* **Excerpt provided**
* start *
Protocol helpers¶
Envelope¶
See Key encapsulation (KEM) for the full Envelope API.
JWT (PQC-aware)¶
JWTSigner and
JWTVerifier produce and verify
JSON Web Tokens signed with a hybrid PQC key.
The algorithm identifier follows the draft-ietf-jose-pqc-signatures
naming scheme.
from quantum_safe import HybridSign
from quantum_safe.protocols.jwt import JWTSigner, JWTVerifier
kp = HybridSign().generate_keypair()
# Signing
signer = JWTSigner(kp, issuer="auth.myapp.com")
token = signer.sign({"sub": "user123", "role": "admin"})
# Verification
verifier = JWTVerifier(kp.public, issuer="auth.myapp.com")
claims = verifier.verify(token)
# Raises VerificationError on invalid, expired, or wrong issuer
# Custom expiry (default: 1 hour)
token = signer.sign({"sub": "user123"}, expires_in=3600)
TLS hybrid key exchange¶
configure_hybrid_context() patches
an ssl.SSLContext to prefer hybrid key exchange groups when
the OQS-patched OpenSSL is available. It degrades gracefully to
standard X25519 if the OQS provider is not present.
import ssl
from quantum_safe.protocols.tls import configure_hybrid_context, HybridTLSConfig
ctx = ssl.create_default_context()
configure_hybrid_context(ctx, HybridTLSConfig(
kem_algorithm="X25519+ML-KEM-768",
fallback_classical=True, # include X25519 as fallback group
))
# Use ctx with any ssl / aiohttp / httpx / requests call
with ssl.wrap_socket(sock, ssl_context=ctx) as tls_sock:
...
Note
Full hybrid TLS requires an OQS-patched OpenSSL. See the Open Quantum Safe project for pre-built binaries. Without it, the library falls back to standard X25519.
Hybrid X.509 certificates¶
HybridCertificateBuilder builds
hybrid X.509 certificates that carry a classical signature (Ed25519 or
ECDSA) plus a PQC co-signature stored in a non-critical extension.
Classical verifiers ignore the unknown extension. Post-quantum-aware verifiers check both.
from quantum_safe import HybridSign
from quantum_safe.protocols.x509 import (
HybridCertificateBuilder,
generate_classical_keypair_for_cert,
)
classical_key = generate_classical_keypair_for_cert("Ed25519")
hybrid_kp = HybridSign().generate_keypair()
* end *
* **Material for the task**
* start *
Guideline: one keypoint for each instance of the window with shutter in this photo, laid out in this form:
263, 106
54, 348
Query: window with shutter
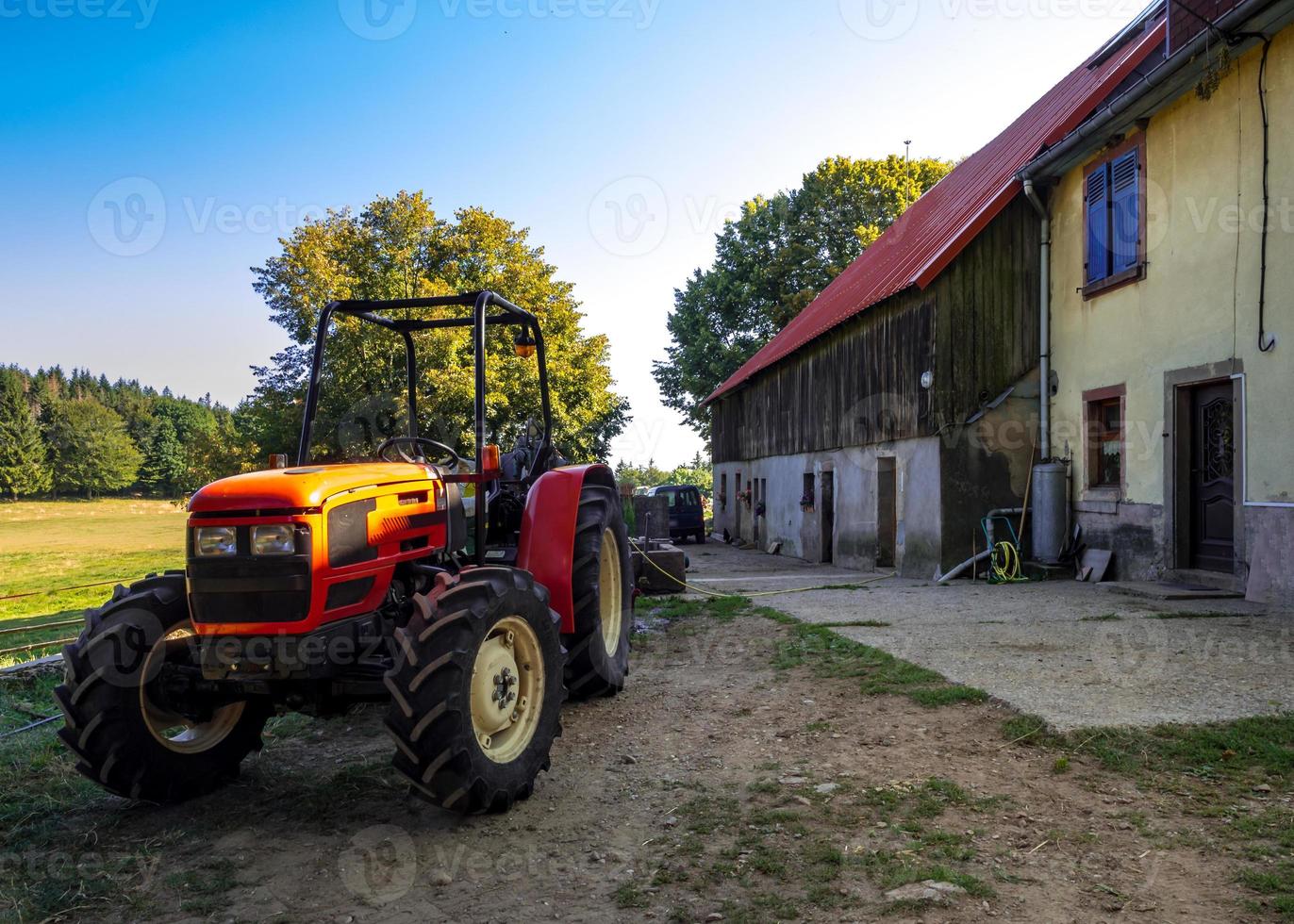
1098, 225
1124, 207
1114, 225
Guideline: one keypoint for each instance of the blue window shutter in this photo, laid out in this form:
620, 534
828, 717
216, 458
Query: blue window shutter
1124, 211
1098, 224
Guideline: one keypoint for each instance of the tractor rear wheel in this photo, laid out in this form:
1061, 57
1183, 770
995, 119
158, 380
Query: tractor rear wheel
476, 691
604, 591
131, 734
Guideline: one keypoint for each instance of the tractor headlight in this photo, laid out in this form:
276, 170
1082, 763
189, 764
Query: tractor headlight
214, 541
275, 540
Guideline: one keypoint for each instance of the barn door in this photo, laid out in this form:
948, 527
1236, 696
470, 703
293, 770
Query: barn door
828, 515
887, 513
1213, 483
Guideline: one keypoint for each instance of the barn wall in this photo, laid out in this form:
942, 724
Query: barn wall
974, 327
854, 474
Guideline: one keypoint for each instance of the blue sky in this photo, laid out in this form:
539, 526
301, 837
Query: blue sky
622, 132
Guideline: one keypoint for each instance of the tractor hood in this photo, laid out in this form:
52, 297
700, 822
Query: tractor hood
300, 488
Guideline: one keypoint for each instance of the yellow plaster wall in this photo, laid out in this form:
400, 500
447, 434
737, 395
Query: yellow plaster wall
1199, 301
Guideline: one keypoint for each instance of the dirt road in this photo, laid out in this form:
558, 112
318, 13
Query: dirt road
741, 774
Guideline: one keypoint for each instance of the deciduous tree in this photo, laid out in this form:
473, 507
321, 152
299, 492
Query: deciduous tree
771, 261
92, 452
399, 247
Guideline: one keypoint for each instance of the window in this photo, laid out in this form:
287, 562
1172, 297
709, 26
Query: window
1104, 412
1114, 218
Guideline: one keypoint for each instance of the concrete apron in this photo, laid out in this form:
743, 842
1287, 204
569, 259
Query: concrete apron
1046, 649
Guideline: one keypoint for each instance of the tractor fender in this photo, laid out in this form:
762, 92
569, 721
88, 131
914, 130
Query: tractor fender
548, 531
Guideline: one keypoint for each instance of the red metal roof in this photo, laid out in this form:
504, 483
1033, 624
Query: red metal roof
938, 225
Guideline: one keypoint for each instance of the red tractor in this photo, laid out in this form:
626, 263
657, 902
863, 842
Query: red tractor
469, 596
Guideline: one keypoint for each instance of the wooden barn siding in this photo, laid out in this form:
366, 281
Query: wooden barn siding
976, 327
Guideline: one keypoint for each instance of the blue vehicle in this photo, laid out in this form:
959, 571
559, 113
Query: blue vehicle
686, 514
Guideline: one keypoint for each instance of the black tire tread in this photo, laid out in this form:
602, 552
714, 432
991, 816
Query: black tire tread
101, 721
430, 718
590, 670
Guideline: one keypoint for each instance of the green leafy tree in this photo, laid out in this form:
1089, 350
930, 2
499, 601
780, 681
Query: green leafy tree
92, 452
771, 261
399, 247
24, 461
163, 469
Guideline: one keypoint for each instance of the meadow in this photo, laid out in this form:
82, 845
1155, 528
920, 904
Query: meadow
49, 545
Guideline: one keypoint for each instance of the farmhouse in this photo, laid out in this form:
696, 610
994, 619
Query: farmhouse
902, 405
1172, 272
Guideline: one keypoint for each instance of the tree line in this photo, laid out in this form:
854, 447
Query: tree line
79, 434
771, 261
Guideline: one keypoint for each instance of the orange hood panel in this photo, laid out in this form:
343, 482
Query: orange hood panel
300, 488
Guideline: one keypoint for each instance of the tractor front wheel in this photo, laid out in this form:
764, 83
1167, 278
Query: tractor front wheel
134, 733
604, 591
476, 691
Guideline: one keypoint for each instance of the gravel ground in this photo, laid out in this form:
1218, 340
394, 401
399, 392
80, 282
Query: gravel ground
1067, 652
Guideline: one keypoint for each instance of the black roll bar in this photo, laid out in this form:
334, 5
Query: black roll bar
406, 327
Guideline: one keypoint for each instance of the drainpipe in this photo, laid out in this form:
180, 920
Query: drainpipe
1043, 322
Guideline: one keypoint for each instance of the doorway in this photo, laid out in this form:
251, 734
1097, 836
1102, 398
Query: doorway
887, 511
828, 515
737, 509
1211, 486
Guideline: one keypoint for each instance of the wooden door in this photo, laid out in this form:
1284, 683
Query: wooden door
737, 509
887, 513
1213, 483
828, 515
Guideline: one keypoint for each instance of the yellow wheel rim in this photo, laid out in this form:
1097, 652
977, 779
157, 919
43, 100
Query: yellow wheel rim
171, 730
507, 690
611, 603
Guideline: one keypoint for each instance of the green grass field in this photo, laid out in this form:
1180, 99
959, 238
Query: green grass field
59, 544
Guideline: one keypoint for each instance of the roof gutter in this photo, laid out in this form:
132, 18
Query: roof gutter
1043, 322
1161, 86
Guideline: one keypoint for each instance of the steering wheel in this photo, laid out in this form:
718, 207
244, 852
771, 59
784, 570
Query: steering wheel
448, 457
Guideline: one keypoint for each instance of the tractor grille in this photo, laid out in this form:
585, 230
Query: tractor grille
244, 590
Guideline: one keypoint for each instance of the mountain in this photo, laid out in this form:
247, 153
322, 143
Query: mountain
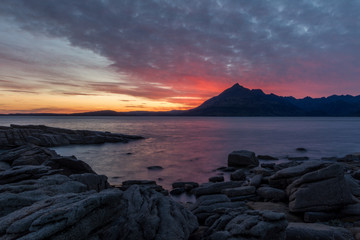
240, 101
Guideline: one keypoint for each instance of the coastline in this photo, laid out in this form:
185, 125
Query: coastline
45, 195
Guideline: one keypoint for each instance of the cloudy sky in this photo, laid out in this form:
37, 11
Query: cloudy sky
88, 55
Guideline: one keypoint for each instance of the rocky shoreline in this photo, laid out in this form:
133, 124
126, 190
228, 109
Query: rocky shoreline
47, 196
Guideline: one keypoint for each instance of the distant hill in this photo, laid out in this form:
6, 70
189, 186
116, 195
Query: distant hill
241, 101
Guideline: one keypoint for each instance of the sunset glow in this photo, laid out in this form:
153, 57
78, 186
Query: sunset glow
66, 56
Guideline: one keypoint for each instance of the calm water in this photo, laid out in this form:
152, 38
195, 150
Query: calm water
190, 148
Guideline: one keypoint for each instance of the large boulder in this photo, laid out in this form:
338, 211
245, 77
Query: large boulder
311, 231
284, 177
322, 190
242, 158
248, 224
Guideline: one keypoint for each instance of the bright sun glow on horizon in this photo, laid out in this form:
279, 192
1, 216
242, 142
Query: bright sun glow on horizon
165, 55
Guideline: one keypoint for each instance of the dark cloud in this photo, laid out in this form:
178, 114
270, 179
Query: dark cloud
174, 42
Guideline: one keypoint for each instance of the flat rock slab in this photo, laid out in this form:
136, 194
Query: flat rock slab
311, 231
40, 135
242, 158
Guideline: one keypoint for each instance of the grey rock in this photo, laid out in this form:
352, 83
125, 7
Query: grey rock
216, 179
238, 175
271, 194
215, 188
21, 173
69, 165
312, 191
268, 165
248, 224
256, 180
182, 184
242, 158
239, 191
313, 217
92, 181
284, 177
310, 231
266, 157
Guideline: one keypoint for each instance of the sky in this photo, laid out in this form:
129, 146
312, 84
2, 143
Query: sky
157, 55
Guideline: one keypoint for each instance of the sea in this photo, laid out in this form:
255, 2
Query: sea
193, 148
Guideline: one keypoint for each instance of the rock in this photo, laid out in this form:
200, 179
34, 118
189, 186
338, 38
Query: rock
14, 196
351, 210
182, 184
255, 180
298, 158
92, 181
216, 179
248, 224
21, 173
27, 155
215, 188
275, 207
239, 191
69, 165
284, 177
177, 191
242, 158
238, 175
311, 192
310, 231
145, 184
155, 168
4, 166
209, 207
313, 217
268, 165
266, 157
44, 136
356, 175
271, 194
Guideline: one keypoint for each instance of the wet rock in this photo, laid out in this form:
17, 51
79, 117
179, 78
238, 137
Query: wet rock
238, 175
208, 207
275, 207
266, 157
216, 179
92, 181
242, 158
271, 194
239, 191
27, 155
155, 168
313, 217
312, 191
268, 165
298, 158
310, 231
256, 180
248, 224
215, 188
183, 184
177, 191
284, 177
69, 165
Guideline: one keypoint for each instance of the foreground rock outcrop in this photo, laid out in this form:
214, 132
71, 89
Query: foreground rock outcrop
18, 135
56, 197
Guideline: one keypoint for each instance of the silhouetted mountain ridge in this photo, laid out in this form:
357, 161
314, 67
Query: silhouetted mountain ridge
* end *
* **Task requirements**
(a) List every line of the listing that contains the string "gravel".
(b) Continue the protocol helpers documentation from where it stops.
The protocol helpers documentation and the listing are separate, unrelated material.

* **Answers for the exercise**
(a)
Guideline: one keypoint for each instance of the gravel ground in this photo, laid out in this form:
Query: gravel ground

(b)
builder = HybridCertificateBuilder(
subject_cn="service.internal",
classical_private_key=classical_key,
pqc_keypair=hybrid_kp,
dns_names=["api.service.internal", "service.internal"],
ip_addresses=["10.0.0.1"],
organization="My Org",
country="US",
validity_days=365,
)
cert_pem, cosig_bundle = builder.build()
Verifying the co-signature:
from quantum_safe.protocols.x509 import HybridCertificateBuilder
HybridCertificateBuilder.verify_cosig(
cert_pem,
cosig_bundle,
hybrid_kp.public, # raises VerificationError if invalid
)
Issuing from a CA certificate:
from cryptography import x509 as cx509
from cryptography.hazmat.backends import default_backend
ca_classical_key = generate_classical_keypair_for_cert("Ed25519")
ca_hybrid_kp = HybridSign().generate_keypair()
# Build the CA cert first (is_ca=True)
ca_builder = HybridCertificateBuilder(
subject_cn="My Root CA",
classical_private_key=ca_classical_key,
pqc_keypair=ca_hybrid_kp,
is_ca=True,
validity_days=3650,
)
ca_pem, _ = ca_builder.build()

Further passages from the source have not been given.